Extracting Clean Text from a .docx in n8n (Without any API)

Date: 12 juin 2025

“I’m handed Word CVs, I have zero API access, zero root privileges, yet I still need the raw content — yesterday.”

Sounds familiar? Below is the exact route I took with nothing but n8n’s built-in nodes and three tiny JavaScript snippets.

Why even bother?

A .docx is just a renamed ZIP archive.
The human-readable part hides in word/document.xml.
My n8n instance is locked down; I can’t install anything or run shell commands.

The workflow at a glance

Download  → Rename_to_zip → Decompress → Pick_document_xml → Extract XML → Scrape Text

1 - Grab the file

Plain SFTP Download or HTTP GET node; you get a binary under binary.data.

2 - Masquerade the `.docx` as a `.zip`

n8n’s Compression node only opens what it recognises as a ZIP. Change the metadata first.

// Rename_to_zip  (Run Once for Each Item)

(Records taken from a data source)
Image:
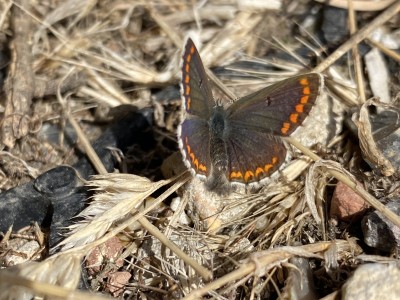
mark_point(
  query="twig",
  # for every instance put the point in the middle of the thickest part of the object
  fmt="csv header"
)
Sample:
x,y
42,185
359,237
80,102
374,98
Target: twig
x,y
352,184
356,55
359,36
19,84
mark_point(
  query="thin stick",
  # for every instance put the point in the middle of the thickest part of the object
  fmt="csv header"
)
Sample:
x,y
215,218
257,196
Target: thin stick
x,y
353,185
382,48
356,55
363,33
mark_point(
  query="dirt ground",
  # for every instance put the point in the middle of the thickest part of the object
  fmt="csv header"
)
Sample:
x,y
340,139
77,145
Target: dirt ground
x,y
72,69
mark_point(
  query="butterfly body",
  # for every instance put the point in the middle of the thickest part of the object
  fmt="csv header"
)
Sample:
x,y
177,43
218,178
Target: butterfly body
x,y
240,144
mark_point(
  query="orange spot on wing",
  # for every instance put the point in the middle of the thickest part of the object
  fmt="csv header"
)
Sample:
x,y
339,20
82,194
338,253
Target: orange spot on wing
x,y
304,100
248,175
236,175
299,108
267,167
304,81
285,128
293,118
202,168
259,171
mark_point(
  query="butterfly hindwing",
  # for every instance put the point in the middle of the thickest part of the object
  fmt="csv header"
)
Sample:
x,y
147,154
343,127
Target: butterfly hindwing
x,y
194,131
194,142
253,155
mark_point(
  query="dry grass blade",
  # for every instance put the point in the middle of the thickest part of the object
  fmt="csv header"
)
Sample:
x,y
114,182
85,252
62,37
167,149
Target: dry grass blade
x,y
344,176
56,277
359,36
259,261
121,194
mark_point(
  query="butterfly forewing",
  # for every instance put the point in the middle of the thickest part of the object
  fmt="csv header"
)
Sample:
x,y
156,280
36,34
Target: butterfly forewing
x,y
280,108
194,135
196,91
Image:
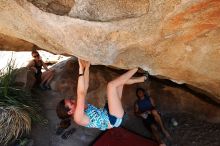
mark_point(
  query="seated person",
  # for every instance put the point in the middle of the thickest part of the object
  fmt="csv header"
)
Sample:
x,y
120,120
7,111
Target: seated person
x,y
35,65
90,116
145,108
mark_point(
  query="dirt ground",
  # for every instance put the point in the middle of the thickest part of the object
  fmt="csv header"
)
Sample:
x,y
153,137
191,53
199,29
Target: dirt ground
x,y
192,132
189,131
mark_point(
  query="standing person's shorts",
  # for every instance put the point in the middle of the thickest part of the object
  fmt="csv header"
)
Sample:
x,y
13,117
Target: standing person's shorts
x,y
38,77
149,120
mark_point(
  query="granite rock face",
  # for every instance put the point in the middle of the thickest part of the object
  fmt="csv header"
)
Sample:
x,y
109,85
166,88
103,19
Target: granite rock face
x,y
174,39
168,98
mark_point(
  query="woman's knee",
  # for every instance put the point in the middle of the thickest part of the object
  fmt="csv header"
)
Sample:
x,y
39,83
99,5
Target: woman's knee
x,y
155,112
111,85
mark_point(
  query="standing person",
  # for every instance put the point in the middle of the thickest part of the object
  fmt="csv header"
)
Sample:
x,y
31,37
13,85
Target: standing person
x,y
35,65
145,108
90,116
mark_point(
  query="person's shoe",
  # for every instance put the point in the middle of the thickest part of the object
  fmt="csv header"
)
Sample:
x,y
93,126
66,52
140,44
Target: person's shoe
x,y
68,133
42,87
60,130
48,87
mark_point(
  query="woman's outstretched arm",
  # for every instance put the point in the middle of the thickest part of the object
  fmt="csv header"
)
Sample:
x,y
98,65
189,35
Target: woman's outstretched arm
x,y
79,116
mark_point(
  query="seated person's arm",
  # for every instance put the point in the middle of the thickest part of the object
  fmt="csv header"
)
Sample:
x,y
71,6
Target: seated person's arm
x,y
136,110
152,102
79,116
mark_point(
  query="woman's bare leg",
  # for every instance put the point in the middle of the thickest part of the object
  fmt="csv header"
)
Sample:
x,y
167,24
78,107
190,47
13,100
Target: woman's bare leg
x,y
114,92
160,123
49,79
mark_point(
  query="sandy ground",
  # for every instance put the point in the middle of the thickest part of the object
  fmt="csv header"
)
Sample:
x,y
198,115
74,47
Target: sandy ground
x,y
189,132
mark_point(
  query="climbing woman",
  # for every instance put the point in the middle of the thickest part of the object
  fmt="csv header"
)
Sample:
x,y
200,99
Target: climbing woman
x,y
90,116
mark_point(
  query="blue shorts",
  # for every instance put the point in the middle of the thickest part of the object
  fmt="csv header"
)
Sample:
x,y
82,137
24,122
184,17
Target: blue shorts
x,y
114,121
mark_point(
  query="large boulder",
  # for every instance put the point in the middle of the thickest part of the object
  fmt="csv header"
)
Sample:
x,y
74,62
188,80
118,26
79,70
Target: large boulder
x,y
168,98
173,39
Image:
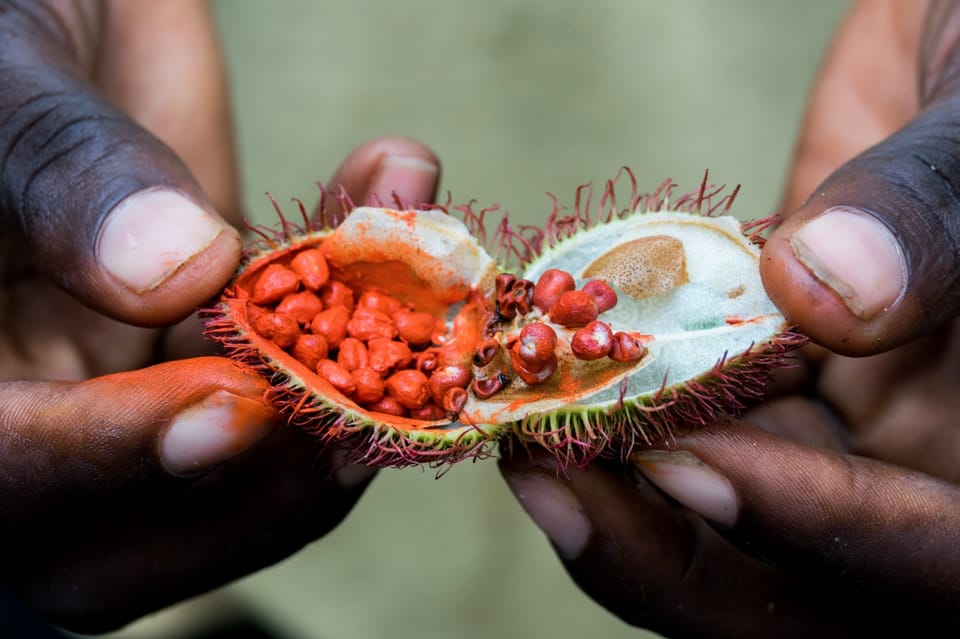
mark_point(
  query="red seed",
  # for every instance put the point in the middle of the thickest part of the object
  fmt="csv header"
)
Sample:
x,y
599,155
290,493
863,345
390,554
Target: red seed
x,y
380,302
574,309
627,348
310,349
368,323
536,344
369,386
275,282
593,341
331,324
337,376
454,399
415,328
409,387
282,329
386,355
550,285
302,306
352,354
388,406
602,294
445,378
336,293
312,268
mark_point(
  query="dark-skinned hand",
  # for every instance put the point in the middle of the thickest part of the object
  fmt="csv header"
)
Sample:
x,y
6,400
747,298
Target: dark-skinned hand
x,y
834,508
133,473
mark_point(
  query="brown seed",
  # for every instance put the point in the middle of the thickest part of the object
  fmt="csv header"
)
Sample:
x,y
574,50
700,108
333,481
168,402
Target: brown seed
x,y
593,341
602,294
369,386
275,282
388,406
368,323
336,293
445,378
302,306
280,328
312,268
409,387
331,324
386,355
536,344
415,328
550,285
627,347
310,349
454,399
574,309
352,354
337,376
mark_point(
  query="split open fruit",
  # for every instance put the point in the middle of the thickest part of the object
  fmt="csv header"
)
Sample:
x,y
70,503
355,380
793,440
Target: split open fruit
x,y
398,336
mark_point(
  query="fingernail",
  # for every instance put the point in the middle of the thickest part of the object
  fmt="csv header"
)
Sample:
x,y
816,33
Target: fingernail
x,y
219,427
151,234
687,479
856,255
555,510
411,178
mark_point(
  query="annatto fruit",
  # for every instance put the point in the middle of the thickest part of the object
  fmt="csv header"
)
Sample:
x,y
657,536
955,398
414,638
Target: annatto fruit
x,y
396,335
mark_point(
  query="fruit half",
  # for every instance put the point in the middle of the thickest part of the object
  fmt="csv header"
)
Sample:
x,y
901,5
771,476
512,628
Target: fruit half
x,y
398,336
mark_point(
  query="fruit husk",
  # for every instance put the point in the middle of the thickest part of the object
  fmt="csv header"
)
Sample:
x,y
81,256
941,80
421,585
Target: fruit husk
x,y
398,251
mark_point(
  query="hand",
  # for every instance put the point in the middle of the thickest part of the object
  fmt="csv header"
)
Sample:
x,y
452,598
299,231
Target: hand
x,y
834,510
121,492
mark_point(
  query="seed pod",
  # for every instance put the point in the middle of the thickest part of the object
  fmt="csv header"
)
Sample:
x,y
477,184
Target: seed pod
x,y
369,385
574,309
282,329
380,302
386,355
409,387
602,294
627,347
275,282
550,285
302,306
310,349
593,341
368,323
443,379
311,267
536,344
337,376
331,324
415,328
352,354
388,406
335,293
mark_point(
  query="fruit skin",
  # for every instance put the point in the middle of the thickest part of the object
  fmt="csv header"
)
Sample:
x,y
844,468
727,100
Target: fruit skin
x,y
575,435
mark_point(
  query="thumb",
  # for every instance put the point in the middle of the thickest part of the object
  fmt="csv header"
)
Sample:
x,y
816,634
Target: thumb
x,y
112,434
98,204
872,259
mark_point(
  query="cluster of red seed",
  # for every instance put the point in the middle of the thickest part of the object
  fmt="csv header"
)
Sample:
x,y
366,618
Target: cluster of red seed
x,y
371,347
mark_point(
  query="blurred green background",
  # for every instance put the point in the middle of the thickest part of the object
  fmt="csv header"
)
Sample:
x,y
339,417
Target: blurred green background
x,y
518,97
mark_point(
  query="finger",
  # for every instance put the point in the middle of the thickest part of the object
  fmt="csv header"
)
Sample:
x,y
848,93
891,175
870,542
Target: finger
x,y
879,532
385,170
247,514
98,204
107,437
870,261
655,565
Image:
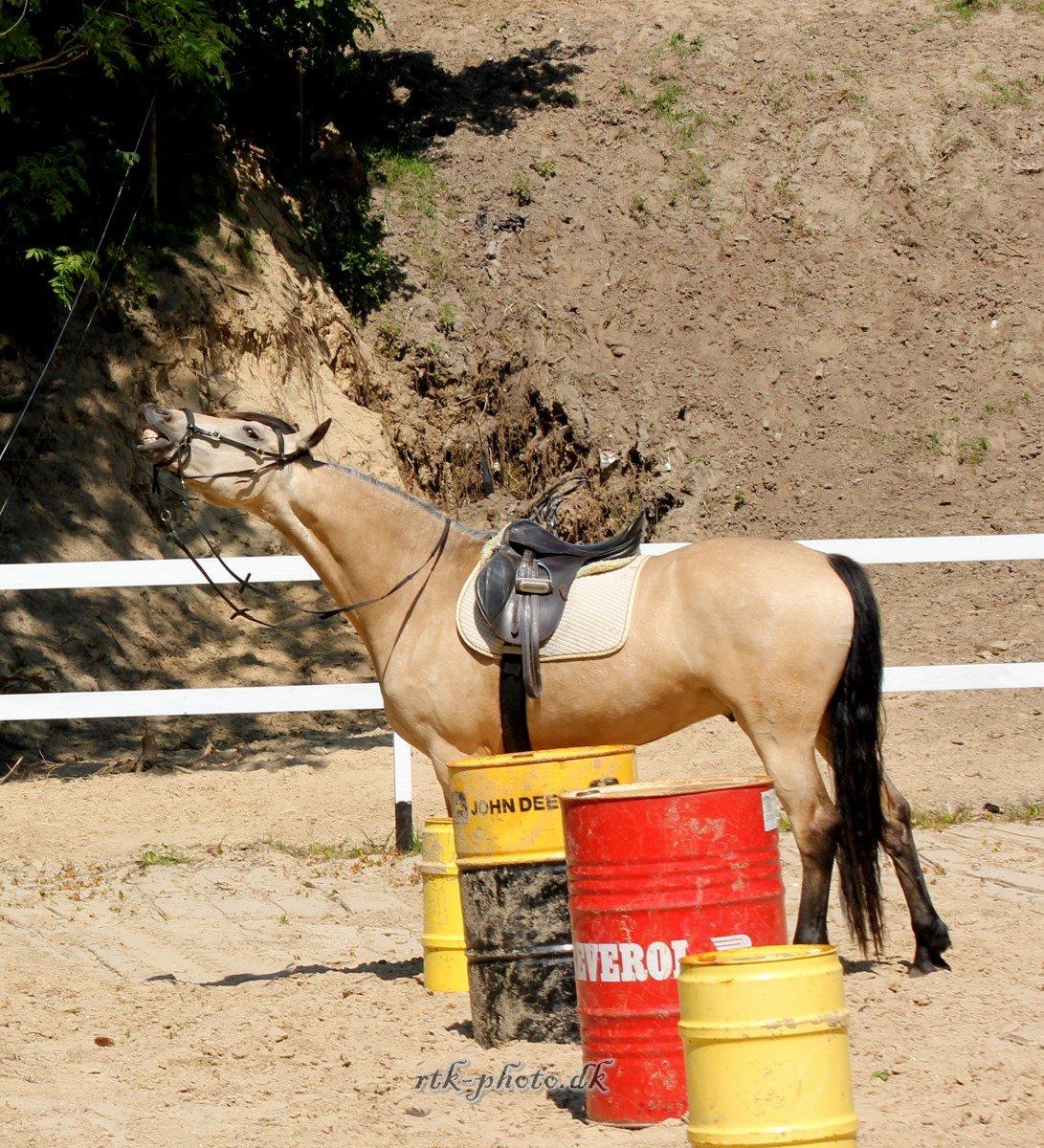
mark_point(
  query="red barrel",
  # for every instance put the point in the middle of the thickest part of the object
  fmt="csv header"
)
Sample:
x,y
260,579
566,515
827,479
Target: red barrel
x,y
655,872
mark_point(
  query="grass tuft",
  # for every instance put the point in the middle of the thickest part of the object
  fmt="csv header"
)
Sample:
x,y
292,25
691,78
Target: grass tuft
x,y
164,855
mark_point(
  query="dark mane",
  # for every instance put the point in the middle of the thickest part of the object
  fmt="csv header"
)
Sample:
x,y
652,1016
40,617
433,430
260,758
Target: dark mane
x,y
269,420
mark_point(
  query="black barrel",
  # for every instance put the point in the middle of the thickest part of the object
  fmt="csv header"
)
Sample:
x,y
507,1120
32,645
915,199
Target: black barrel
x,y
520,953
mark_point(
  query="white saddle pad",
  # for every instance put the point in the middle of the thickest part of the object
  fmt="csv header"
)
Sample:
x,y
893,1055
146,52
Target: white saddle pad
x,y
595,623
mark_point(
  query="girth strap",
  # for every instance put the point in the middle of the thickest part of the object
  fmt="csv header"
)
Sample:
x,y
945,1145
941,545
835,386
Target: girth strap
x,y
515,723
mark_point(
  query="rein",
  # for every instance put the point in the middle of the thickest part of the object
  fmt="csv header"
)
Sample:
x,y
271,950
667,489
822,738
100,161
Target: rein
x,y
276,458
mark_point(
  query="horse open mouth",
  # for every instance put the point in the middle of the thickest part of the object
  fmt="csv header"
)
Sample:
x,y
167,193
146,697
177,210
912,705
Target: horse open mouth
x,y
155,442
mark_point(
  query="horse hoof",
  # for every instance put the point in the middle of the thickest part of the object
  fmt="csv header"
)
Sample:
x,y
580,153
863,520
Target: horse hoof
x,y
927,960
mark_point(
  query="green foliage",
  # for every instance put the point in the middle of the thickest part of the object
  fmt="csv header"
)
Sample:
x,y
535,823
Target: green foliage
x,y
76,83
686,45
68,270
164,855
522,189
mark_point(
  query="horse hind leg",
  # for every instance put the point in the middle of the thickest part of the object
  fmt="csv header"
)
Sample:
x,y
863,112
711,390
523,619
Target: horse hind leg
x,y
931,937
815,825
930,934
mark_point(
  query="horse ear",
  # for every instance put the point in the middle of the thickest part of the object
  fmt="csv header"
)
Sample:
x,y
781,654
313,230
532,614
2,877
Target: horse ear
x,y
314,437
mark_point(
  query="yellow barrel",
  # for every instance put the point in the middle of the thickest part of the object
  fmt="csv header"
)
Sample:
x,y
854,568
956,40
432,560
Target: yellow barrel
x,y
505,807
511,853
445,960
765,1036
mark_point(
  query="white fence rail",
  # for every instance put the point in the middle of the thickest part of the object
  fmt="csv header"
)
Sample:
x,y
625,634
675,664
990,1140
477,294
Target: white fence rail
x,y
156,572
167,572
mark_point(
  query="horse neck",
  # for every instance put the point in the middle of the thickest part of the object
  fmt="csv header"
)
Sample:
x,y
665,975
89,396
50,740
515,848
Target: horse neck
x,y
362,538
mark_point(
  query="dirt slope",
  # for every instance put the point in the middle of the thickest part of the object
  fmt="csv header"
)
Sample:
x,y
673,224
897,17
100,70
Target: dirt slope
x,y
244,320
770,263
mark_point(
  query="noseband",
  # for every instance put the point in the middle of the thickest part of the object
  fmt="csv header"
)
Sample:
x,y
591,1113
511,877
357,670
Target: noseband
x,y
269,459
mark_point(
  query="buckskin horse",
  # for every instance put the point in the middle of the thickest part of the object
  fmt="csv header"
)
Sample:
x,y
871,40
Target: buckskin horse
x,y
781,638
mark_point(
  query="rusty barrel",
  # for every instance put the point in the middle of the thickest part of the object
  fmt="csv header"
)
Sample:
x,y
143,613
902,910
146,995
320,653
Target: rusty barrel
x,y
508,837
657,872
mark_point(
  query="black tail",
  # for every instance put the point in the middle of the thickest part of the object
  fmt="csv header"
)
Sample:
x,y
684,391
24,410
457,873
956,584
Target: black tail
x,y
855,729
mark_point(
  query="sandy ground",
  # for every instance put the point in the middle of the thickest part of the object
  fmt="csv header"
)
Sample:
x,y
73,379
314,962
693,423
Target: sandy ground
x,y
257,998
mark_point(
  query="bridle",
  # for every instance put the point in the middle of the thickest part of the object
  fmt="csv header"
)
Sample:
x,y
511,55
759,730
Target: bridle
x,y
183,449
270,459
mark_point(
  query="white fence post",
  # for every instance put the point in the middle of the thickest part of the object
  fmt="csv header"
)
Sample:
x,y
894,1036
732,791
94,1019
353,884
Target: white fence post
x,y
16,577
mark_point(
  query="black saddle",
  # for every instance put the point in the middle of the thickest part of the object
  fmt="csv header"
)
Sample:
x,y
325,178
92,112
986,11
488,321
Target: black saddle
x,y
522,588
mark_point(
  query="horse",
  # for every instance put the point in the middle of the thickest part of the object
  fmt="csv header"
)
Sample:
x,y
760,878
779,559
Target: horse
x,y
781,638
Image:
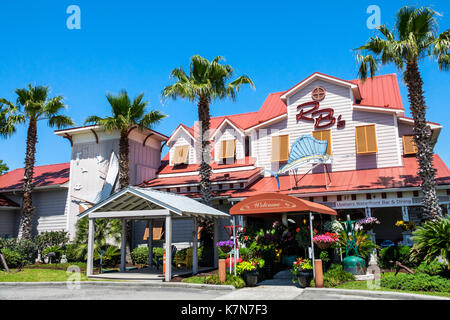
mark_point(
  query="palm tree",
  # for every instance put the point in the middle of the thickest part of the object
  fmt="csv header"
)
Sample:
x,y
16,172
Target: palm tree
x,y
206,82
413,38
126,116
33,105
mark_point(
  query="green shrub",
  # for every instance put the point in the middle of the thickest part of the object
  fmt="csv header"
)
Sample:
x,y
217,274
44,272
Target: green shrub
x,y
415,282
26,248
389,255
13,258
433,239
433,268
73,254
50,239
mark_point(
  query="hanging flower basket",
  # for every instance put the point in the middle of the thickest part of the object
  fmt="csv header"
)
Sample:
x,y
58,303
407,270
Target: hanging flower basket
x,y
368,223
225,246
324,241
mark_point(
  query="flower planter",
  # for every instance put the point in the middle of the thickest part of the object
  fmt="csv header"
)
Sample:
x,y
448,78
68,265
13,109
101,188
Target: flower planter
x,y
304,278
251,278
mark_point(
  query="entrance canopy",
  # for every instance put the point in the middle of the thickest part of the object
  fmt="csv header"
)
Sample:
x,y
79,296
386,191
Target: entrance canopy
x,y
141,203
269,203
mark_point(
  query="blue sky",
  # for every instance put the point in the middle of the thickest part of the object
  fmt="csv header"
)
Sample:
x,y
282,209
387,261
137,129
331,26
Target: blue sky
x,y
135,44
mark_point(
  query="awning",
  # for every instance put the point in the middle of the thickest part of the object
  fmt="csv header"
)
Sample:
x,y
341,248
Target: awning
x,y
269,203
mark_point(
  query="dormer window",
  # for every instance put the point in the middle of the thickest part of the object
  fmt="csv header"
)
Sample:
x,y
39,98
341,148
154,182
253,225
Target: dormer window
x,y
227,149
180,155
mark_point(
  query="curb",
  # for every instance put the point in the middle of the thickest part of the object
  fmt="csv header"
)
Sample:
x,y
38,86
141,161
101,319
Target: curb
x,y
381,294
117,284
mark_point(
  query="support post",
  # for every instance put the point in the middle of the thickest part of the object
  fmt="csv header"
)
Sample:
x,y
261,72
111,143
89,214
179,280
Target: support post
x,y
90,259
195,247
123,242
168,275
150,242
312,243
215,240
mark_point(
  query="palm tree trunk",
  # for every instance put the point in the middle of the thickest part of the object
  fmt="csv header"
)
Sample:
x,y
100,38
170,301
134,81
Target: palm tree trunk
x,y
124,181
205,169
422,137
28,209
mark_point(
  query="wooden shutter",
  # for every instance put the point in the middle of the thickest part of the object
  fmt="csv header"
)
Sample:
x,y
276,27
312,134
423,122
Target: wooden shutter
x,y
324,135
280,148
158,226
180,155
228,148
409,145
366,139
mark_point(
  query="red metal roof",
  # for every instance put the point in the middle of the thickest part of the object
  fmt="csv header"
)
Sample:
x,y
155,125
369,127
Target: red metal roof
x,y
5,202
380,91
167,169
354,180
195,179
48,175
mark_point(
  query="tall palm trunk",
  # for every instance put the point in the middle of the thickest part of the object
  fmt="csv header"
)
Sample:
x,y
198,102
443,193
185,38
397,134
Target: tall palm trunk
x,y
124,181
28,209
422,137
205,169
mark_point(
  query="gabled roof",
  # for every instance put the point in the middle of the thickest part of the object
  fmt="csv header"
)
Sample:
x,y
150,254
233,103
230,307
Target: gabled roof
x,y
379,92
7,203
44,176
132,198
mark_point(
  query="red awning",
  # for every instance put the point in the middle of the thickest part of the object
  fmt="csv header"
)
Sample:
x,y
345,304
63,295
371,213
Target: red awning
x,y
277,203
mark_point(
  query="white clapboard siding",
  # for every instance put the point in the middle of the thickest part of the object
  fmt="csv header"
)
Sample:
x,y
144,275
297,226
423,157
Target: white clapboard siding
x,y
49,213
144,161
8,223
343,140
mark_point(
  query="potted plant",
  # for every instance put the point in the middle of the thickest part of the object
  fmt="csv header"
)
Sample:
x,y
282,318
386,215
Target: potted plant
x,y
302,270
225,246
248,272
368,223
324,241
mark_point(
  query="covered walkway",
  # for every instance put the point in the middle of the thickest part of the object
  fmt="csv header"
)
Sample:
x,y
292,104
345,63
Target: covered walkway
x,y
133,203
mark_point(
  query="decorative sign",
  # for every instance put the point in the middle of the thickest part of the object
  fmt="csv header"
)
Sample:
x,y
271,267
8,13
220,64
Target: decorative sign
x,y
318,94
322,118
268,204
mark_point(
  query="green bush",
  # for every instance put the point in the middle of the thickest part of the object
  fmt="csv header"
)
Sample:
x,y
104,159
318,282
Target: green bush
x,y
433,268
73,253
389,255
335,276
50,239
415,282
13,258
26,248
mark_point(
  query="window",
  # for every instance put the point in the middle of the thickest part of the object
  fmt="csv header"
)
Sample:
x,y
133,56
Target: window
x,y
366,139
324,135
227,149
409,145
180,155
280,148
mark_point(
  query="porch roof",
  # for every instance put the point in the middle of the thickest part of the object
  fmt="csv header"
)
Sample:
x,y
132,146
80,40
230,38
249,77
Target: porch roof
x,y
135,202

**TASK TO COMPLETE**
Continue the article on extracting clean text from a .docx in n8n, starting right after its last line. These records have no connection to the article about pulling text from a .docx file in n8n.

**REPLY**
const bin = items[0].binary.data;

bin.fileName      = bin.fileName.replace(/\.docx$/i, '.zip');
bin.fileExtension = 'zip';
bin.mimeType      = 'application/zip';

return items;

3 - Unzip the archive

Compression → Decompress

Input Binary Field(s): data

4 - Pick `document.xml` and toss the rest

// Pick_document_xml  (Run Once for All Items)
const result = [];

for (const file of Object.values(items[0].binary)) {
  if (file.fileName === 'document.xml') {
    result.push({ binary: { data: file } });
    break;            // found it, stop looping
  }
}

return result;        // 1-item array (or [] if not found)

5 - Turn XML into JSON

Extract From File

File Format: XML
Binary Property: data

6 — Harvest the paragraphs, clean them up

// Scrape_Text  (Run Once for Each Item)
const xml = items[0].json.data.toString('utf8');

// 1. Grab every <w:p> block (paragraph)
const paraRegex = /<w:p[^>]*?>([\\s\\S]*?)<\\/w:p>/g;
// 2. Inside that, grab every <w:t> (text run)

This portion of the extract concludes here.